* What to do *
What you return should be the entries, unchanged, without their pictures.

[Opening Material for this exercise section]

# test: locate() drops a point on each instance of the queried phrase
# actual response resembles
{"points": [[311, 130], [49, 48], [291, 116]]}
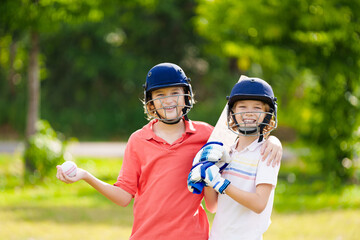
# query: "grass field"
{"points": [[305, 206]]}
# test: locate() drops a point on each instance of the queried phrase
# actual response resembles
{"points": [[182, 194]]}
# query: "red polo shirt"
{"points": [[155, 173]]}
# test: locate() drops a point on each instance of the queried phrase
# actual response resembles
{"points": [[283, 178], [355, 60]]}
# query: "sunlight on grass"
{"points": [[305, 207], [319, 225]]}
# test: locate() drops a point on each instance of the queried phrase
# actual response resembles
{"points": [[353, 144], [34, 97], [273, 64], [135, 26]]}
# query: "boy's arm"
{"points": [[272, 149], [210, 197], [113, 193], [254, 201]]}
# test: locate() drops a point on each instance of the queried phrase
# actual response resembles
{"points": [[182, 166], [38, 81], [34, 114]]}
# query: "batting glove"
{"points": [[195, 182], [212, 178], [213, 152]]}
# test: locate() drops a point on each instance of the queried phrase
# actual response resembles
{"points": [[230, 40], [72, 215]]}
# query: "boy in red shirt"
{"points": [[157, 161]]}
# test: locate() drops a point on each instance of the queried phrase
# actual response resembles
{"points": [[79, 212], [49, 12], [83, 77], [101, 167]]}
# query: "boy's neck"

[Closing Material for this exercise section]

* Task output *
# test: locate() drops a point on each instance of the queried phrase
# actual response resembles
{"points": [[311, 130], [49, 48], [291, 116]]}
# query: "grass field"
{"points": [[305, 206]]}
# test: locate() drops a point on each instance of the queried phrase
# actual response resembles
{"points": [[182, 194]]}
# query: "red polo shirt"
{"points": [[155, 173]]}
# test: locate() drops a point on each instance of the queried phrase
# actual response resembles
{"points": [[283, 178], [355, 60]]}
# query: "sunlight on grass"
{"points": [[305, 207], [319, 225]]}
# test: locate() drops a point on each instance of the queried phrase
# actual response resembles
{"points": [[353, 144], [34, 97], [273, 64], [135, 26]]}
# query: "boy's arm"
{"points": [[272, 149], [210, 197], [113, 193], [254, 201]]}
# test: locate() drops a point on each instance of the queried phrase
# actual response resembles
{"points": [[182, 166], [38, 81], [34, 114]]}
# query: "batting glove"
{"points": [[195, 182], [212, 178], [213, 152]]}
# test: locate() drops a point on each instance of the queried phrase
# actual response resembles
{"points": [[230, 40], [72, 215]]}
# query: "boy in red shirt"
{"points": [[157, 161]]}
# test: locate() drops a point on each instance of the queried phrase
# actual response resembles
{"points": [[79, 212], [49, 12], [83, 77], [101, 167]]}
# query: "boy's neck"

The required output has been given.